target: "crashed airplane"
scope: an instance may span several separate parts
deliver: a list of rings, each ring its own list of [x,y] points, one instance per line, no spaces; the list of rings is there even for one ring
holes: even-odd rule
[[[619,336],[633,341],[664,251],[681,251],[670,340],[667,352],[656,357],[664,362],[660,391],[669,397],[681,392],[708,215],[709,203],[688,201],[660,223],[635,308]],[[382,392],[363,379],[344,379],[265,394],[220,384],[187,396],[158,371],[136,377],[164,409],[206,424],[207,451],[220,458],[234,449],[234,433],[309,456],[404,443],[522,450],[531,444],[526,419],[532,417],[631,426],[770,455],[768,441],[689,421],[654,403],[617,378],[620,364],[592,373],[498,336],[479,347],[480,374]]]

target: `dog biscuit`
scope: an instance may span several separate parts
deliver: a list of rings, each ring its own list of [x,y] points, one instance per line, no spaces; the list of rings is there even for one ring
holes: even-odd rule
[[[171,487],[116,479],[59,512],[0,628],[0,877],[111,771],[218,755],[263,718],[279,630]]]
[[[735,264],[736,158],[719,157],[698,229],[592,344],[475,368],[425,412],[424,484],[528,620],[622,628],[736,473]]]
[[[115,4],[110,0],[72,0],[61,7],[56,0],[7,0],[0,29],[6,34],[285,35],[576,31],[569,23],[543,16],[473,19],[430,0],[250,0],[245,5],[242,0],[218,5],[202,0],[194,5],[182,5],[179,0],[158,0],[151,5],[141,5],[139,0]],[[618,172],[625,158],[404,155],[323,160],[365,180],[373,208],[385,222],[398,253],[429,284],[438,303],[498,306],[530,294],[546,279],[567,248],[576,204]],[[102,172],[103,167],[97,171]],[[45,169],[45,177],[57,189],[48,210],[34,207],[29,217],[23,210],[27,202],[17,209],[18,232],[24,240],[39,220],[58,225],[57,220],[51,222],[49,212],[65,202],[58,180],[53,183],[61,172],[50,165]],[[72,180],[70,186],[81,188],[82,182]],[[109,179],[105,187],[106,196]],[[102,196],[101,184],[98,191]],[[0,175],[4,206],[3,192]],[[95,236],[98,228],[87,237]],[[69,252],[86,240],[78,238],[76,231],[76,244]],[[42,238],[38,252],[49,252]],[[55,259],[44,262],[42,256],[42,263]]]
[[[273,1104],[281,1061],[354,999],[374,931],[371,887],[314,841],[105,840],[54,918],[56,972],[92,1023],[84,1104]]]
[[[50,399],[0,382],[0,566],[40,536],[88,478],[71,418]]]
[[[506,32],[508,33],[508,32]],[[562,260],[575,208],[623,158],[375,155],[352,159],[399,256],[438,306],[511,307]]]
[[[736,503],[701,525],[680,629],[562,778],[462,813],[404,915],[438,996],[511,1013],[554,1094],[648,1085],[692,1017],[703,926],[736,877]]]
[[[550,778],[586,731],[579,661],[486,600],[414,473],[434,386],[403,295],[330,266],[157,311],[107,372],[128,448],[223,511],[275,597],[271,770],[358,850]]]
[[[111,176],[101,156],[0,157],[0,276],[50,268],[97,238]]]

* * *

## Exercise aim
In the listing above, find the lines holding the word "target" and copy them.

## Output for this exercise
target: "crashed airplane"
target: `dog biscuit`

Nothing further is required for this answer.